_Supplied data_.
--- START ---
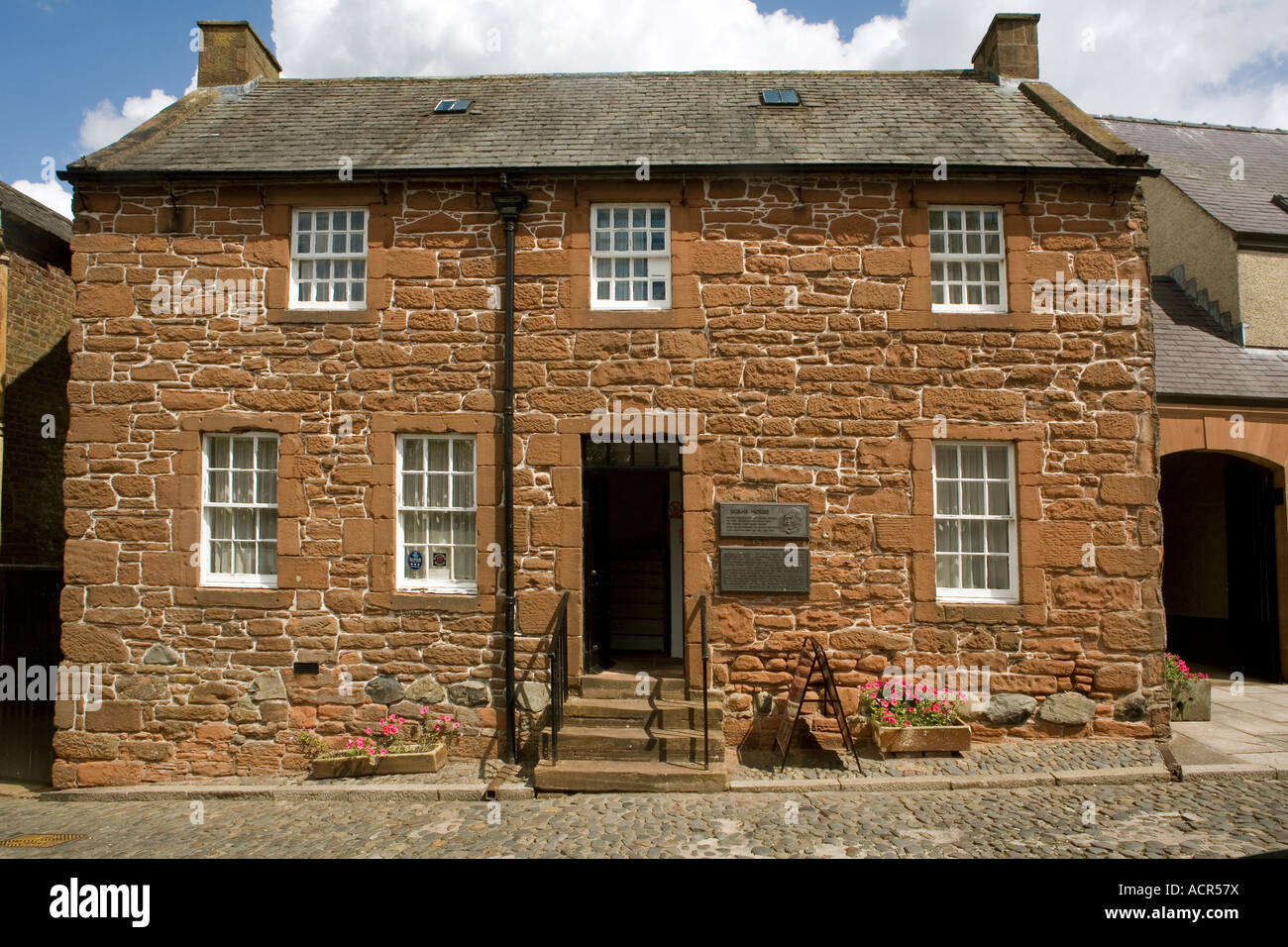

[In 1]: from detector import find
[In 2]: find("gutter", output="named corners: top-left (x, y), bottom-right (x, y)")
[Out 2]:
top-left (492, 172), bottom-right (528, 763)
--- END ---
--- START ---
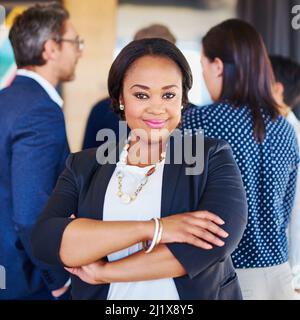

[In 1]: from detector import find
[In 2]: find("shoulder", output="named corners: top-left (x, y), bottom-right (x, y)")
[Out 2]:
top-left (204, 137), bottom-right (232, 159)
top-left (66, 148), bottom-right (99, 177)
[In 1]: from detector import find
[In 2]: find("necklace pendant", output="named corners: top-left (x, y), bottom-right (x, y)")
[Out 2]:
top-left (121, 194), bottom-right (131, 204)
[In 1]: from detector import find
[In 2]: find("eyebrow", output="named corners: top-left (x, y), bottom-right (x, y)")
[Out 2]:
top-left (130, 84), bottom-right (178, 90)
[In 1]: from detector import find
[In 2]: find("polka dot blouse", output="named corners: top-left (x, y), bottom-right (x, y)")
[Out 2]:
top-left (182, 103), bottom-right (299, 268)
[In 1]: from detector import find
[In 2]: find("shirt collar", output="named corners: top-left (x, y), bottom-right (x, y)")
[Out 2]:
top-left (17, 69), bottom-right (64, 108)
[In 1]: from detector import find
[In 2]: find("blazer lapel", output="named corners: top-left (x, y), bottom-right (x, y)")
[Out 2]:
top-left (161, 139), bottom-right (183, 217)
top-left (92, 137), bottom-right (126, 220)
--- END ---
_Goal_. List each line in the material above that includes the word "output".

_The completed task_.
[In 2]: find("gutter", output="named corners: top-left (x, y), bottom-right (x, y)")
[In 2]: find("shoulder", output="named corners: top-left (x, y), bottom-right (x, y)")
[In 2]: find("necklace pendant", output="named corners: top-left (x, y), bottom-right (x, y)")
[In 2]: find("eyebrow", output="named corners: top-left (x, y), bottom-right (x, y)")
[In 2]: find("polka dot blouse", output="named corners: top-left (x, y), bottom-right (x, y)")
[In 2]: find("shirt collar", output="named corners: top-left (x, y), bottom-right (x, y)")
[In 2]: find("blazer lapel", output="named corners: top-left (x, y), bottom-right (x, y)")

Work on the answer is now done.